Object point labels:
————————

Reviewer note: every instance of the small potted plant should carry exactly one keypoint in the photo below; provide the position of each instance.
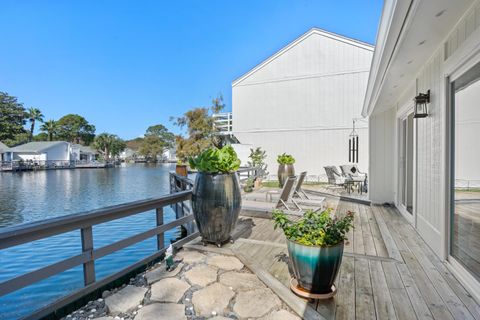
(285, 168)
(315, 247)
(181, 168)
(216, 194)
(257, 157)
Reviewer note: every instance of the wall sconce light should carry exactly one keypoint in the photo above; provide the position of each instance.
(421, 102)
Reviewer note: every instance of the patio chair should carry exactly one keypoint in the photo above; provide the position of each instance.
(334, 176)
(285, 201)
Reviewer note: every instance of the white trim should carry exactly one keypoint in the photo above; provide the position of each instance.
(310, 76)
(317, 31)
(401, 115)
(464, 277)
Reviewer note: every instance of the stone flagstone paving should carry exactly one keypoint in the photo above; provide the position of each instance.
(204, 286)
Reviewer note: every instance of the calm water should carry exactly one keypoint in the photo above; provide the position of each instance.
(33, 196)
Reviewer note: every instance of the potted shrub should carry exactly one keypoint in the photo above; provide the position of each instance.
(181, 168)
(315, 247)
(216, 194)
(285, 168)
(257, 157)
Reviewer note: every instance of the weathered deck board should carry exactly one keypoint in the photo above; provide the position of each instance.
(387, 272)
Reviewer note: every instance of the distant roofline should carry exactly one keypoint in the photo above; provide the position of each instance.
(48, 145)
(314, 30)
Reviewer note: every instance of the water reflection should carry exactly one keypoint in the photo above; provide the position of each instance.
(33, 196)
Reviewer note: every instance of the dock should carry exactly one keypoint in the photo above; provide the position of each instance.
(387, 272)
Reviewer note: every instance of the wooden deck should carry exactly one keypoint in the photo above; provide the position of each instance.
(388, 272)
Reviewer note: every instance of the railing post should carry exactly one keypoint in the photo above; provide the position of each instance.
(87, 246)
(160, 236)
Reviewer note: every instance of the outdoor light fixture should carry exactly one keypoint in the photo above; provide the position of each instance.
(421, 102)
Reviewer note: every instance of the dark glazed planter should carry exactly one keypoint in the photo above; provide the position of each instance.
(285, 171)
(216, 203)
(315, 267)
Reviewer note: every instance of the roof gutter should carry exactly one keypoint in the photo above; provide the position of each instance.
(381, 57)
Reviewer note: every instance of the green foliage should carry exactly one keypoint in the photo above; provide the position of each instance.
(249, 184)
(110, 145)
(200, 129)
(50, 128)
(12, 119)
(33, 115)
(285, 159)
(315, 228)
(257, 157)
(157, 139)
(160, 131)
(75, 128)
(214, 160)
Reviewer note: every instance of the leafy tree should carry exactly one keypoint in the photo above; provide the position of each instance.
(200, 128)
(162, 132)
(258, 157)
(12, 119)
(34, 115)
(75, 128)
(157, 139)
(42, 136)
(134, 144)
(50, 128)
(152, 146)
(110, 145)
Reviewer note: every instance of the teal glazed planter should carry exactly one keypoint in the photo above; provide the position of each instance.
(315, 267)
(216, 203)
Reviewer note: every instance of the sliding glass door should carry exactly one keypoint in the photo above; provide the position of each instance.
(465, 188)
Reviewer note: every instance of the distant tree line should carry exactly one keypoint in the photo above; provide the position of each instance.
(14, 118)
(17, 126)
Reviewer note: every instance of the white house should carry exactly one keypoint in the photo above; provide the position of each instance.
(83, 153)
(303, 100)
(5, 154)
(429, 167)
(56, 151)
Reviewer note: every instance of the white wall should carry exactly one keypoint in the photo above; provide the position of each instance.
(431, 160)
(382, 164)
(303, 102)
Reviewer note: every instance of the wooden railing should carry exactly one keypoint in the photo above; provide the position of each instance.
(21, 234)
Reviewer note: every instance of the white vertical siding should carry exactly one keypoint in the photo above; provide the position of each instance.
(464, 28)
(431, 166)
(382, 161)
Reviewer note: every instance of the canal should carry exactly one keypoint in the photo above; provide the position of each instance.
(34, 196)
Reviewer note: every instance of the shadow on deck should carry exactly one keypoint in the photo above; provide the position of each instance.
(388, 272)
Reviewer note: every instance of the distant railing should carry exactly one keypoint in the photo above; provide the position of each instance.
(21, 234)
(22, 165)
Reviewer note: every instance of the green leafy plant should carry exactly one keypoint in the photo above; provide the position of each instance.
(257, 157)
(315, 228)
(285, 159)
(249, 184)
(213, 160)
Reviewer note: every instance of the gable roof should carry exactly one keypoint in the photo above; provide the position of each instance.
(3, 148)
(318, 31)
(36, 147)
(85, 149)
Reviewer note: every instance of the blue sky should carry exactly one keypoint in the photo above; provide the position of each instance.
(125, 65)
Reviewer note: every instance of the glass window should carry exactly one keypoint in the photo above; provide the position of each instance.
(465, 224)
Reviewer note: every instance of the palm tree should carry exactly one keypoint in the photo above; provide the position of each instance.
(50, 128)
(34, 114)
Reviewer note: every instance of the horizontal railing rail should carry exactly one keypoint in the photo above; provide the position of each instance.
(25, 233)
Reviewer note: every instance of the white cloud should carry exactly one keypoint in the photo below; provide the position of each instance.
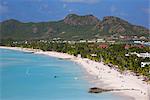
(81, 1)
(64, 6)
(113, 9)
(146, 10)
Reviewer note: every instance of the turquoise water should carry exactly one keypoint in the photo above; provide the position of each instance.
(38, 77)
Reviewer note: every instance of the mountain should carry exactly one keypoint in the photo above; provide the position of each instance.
(71, 27)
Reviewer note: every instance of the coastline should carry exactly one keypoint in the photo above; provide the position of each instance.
(102, 73)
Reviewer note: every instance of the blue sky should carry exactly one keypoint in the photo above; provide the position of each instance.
(135, 11)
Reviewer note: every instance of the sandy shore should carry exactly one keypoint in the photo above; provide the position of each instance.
(139, 90)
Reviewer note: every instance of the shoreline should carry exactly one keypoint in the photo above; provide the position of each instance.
(102, 73)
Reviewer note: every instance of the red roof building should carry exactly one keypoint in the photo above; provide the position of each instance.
(126, 46)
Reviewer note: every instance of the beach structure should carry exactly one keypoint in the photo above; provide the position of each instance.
(143, 64)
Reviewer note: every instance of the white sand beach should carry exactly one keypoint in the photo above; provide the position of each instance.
(138, 89)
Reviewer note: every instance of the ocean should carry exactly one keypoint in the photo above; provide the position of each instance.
(27, 76)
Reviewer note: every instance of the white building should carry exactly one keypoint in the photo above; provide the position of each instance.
(144, 63)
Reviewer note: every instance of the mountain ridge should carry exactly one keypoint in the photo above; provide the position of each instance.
(73, 26)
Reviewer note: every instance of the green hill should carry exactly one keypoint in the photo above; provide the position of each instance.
(71, 27)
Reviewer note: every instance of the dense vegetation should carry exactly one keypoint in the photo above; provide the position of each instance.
(114, 55)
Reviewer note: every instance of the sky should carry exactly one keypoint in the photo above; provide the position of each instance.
(135, 11)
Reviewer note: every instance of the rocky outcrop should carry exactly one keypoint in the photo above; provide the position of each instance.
(73, 19)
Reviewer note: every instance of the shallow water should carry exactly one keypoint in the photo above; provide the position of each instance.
(26, 76)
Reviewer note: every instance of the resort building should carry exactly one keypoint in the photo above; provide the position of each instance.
(103, 46)
(143, 64)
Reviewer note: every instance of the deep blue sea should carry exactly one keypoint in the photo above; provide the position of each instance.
(25, 76)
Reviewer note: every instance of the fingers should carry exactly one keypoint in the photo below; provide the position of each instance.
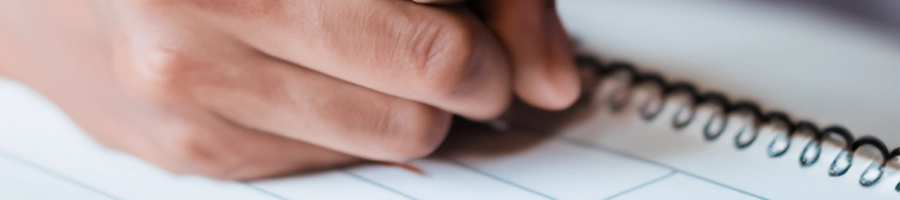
(274, 96)
(199, 143)
(540, 51)
(441, 56)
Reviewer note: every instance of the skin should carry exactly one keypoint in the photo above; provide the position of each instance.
(245, 89)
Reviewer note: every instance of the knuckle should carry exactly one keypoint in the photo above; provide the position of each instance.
(412, 132)
(192, 152)
(162, 74)
(442, 56)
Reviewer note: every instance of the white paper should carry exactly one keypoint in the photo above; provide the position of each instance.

————————

### Given task
Write the listing out a second time exactly, dropping all images.

### Expected answer
Reviewer note: every instance of the small potted plant should carry exactly one keypoint in the photo below; provide the position of each instance.
(285, 168)
(315, 247)
(181, 168)
(216, 194)
(257, 157)
Reviewer note: every instance of the wall sconce light should carry exactly one keypoint in the photo above; provide the position of each instance.
(421, 102)
Reviewer note: every instance of the patio chair should carry exactly one keypoint in the photo above; provide the position of each instance.
(334, 176)
(285, 201)
Reviewer note: every instance of the white trim should carry exactly one keypoint in the photo above; provide the position of each instance.
(310, 76)
(317, 31)
(401, 115)
(464, 277)
Reviewer note: every instance of the stone flagstone paving should carry exactly one keypoint in the photo above; provide the position of each instance.
(204, 286)
Reviewer note: every instance of the calm water should carry exactly one keypoint in the photo above; provide the position of each instance.
(33, 196)
Reviewer note: every instance of the potted shrub should carry exactly one keypoint in the photo above; provide the position of each instance.
(181, 168)
(315, 247)
(216, 194)
(285, 168)
(257, 157)
Reviewer note: every instance of the weathered deck board should carry exactly one keypoint in the photo above; provide the position of each instance.
(387, 272)
Reviewer note: every instance of the distant roofline should carry exactly one keypoint in the photo above; provide the position of each instance.
(48, 145)
(314, 30)
Reviewer note: every instance of the water reflection should carry exactly one keypoint in the photo above; provide the position of each instance.
(33, 196)
Reviewer note: every instance of the dock should carry exactly one keypoint in the photo above; provide the position of each instance.
(387, 272)
Reviewer note: every instance of the wooden deck should carry exactly one keypoint in the photo above; provide the position of each instance.
(388, 272)
Reviewer note: every instance of the railing post should carry exactly one keypoint in the photo above; provide the position of each instance.
(87, 246)
(160, 236)
Reviewer note: every instance of the outdoor light fixture should carry exactly one keypoint in the photo above; provide the position of each instance.
(421, 102)
Reviewer note: every instance of the dark glazed planter should carry exactly one keypoint in the photo above; provide the position of each instance.
(285, 171)
(216, 203)
(315, 267)
Reviewer note: every instance of the roof gutter should carry exactly one keypoint in the photo above; provide the position of each instance.
(381, 57)
Reviewer note: every instance of the green foliage should carry exactly one keypoint in the photo above; provide the position of each instance.
(249, 184)
(110, 145)
(200, 129)
(50, 128)
(12, 119)
(33, 115)
(285, 159)
(315, 228)
(257, 157)
(157, 139)
(160, 131)
(75, 128)
(214, 160)
Reviewer note: every instance of the leafy tree should carry exactly one keypoint in the photo above; provide the position of each instance.
(200, 128)
(162, 132)
(258, 157)
(12, 119)
(34, 115)
(75, 128)
(157, 139)
(42, 136)
(134, 144)
(50, 128)
(152, 146)
(110, 145)
Reviewer note: every instance of the teal glazed planter should carry exactly one keypoint in the photo above; provide the position of each instance.
(315, 267)
(216, 203)
Reviewer note: every instance of the sliding glass door should carry exactly one keypoint in the photo above; provide the position of each instance.
(465, 188)
Reviewer note: every instance of the distant tree line should carry exactly one keypoint in the photo above; provide the position of each instance.
(14, 118)
(17, 126)
Reviewer note: every instance of the white house should carry exactly one keypoint in the photo above; provide the position of each instance.
(83, 153)
(303, 100)
(5, 154)
(429, 167)
(56, 151)
Reviewer note: every instance of the white wall should carry exactly one keypoint in the photo above; provide the position of each instance.
(431, 160)
(382, 164)
(303, 102)
Reviewer note: every instance of the wooden railing should carry exactly one keypoint in the photo above; provide the position of each instance.
(21, 234)
Reviewer note: every instance of the white vertical siding should carry exactly one keypoint in the photo above; provide the position of each instance.
(464, 28)
(431, 166)
(382, 161)
Reviewer note: every instance of the canal should carry exactly one keypoint in the photo above; provide the position of each instance.
(34, 196)
Reviewer note: every instance of the shadow on deck should carry exactly one keypoint in the photo above; provide the position of each instance.
(388, 272)
Reviewer note: every instance of the distant railing should carry exactly one keypoint in the photo above; provide the position of each instance.
(21, 234)
(22, 165)
Reviewer note: every instance of the green leafy plant should carry exactly one keypoint in the photo above; provide the position of each instance.
(257, 157)
(315, 228)
(285, 159)
(249, 184)
(213, 160)
Reviewer note: every instance of the gable roof should carry exactly one keypoint in the photo above; provide the position of each instance.
(3, 148)
(318, 31)
(36, 147)
(85, 149)
Reviewer note: every instance of the blue sky should carry exactly one keypoint in the photo above; provide the position of each instance.
(125, 65)
Reviewer note: every instance of the glass window should carry exactly one keypoint in the photo above; provide the position of each instance.
(465, 224)
Reviewer note: every instance of the palm tree should carry exactly one keypoint in the photo above; provide the position of each instance.
(50, 128)
(34, 114)
Reviewer note: every instance of the horizontal railing rail should carry exactly one keypoint in the photo above; provide the position of each instance.
(25, 233)
Reviewer note: every instance of the white cloud should carry exactly one keypoint in the photo below; provide the position of each instance.
(81, 1)
(64, 6)
(113, 9)
(146, 10)
Reviewer note: every instance of the turquoise water should carry exactly one keypoint in the photo above; provide the position of each instance.
(38, 77)
Reviewer note: every instance of the mountain should carry exactly one keypoint in the photo above; provide the position of each instance.
(71, 27)
Reviewer note: every instance of the coastline should carry exactly one keypoint in the photo above; provide the position of each instance.
(102, 73)
Reviewer note: every instance of the blue sky should carry exactly one keypoint in the photo above; provide the position of each instance.
(135, 11)
Reviewer note: every instance of the sandy shore should carry exactly one keypoint in the photo above; provide the position of each instance.
(139, 90)
Reviewer note: every instance of the shoreline should carry exactly one keypoint in the photo above; provide the position of each instance.
(102, 73)
Reviewer note: every instance of the red roof building should carry exactly one keypoint in the photo above; provide the position of each instance.
(126, 46)
Reviewer note: every instance of the beach structure should carry exactly one keypoint in the photo above; provide the position of each instance.
(143, 64)
Reviewer note: every instance of the white sand beach should carry exactly one keypoint in the photo above; provide the position of each instance.
(138, 89)
Reviewer note: every instance of the ocean should carry exactly one keypoint in the photo above; provide the position of each instance.
(27, 76)
Reviewer note: every instance of the white building should carry exactly one keypoint in the photo above; provide the position of each instance.
(144, 63)
Reviewer note: every instance of the mountain ridge should carry exactly one keypoint in the photo above; provide the position of each instance.
(73, 26)
Reviewer note: every instance of the green hill should carry exactly one keypoint in the photo above; provide the position of each instance.
(71, 27)
Reviewer note: every instance of the dense vegetation should carry exactly one keypoint in the photo above; provide the position of each instance.
(114, 55)
Reviewer note: every instance of the sky should carry exactly one keypoint in the photo above; provide the position of each instance.
(135, 11)
Reviewer note: every instance of the rocky outcrop should carry exactly one keypoint in the photo above; provide the position of each instance.
(73, 19)
Reviewer note: every instance of the shallow water should carry exactly one keypoint in the photo above; provide the position of each instance.
(26, 76)
Reviewer note: every instance of the resort building should carry exactly one keypoint in the photo above; provide the position of each instance.
(103, 46)
(143, 64)
Reviewer note: every instance of the deep blue sea should carry exactly one keypoint in the photo above; provide the position of each instance.
(25, 76)
Reviewer note: every instance of the fingers should carry exactly one keypoint in the photo below; provide the position of each instance.
(274, 96)
(199, 143)
(540, 51)
(441, 56)
Reviewer note: every instance of the skin should carry exactly one keypoint in the photo above; provide the position of each instance.
(245, 89)
Reviewer note: every instance of the knuckle should carry exactly one keypoint in the photo above; provide the position of each instance.
(412, 132)
(192, 152)
(162, 74)
(442, 56)
Reviewer note: every instance of the white paper should carry exactly one keypoint in the photo above; provide the position of each instance.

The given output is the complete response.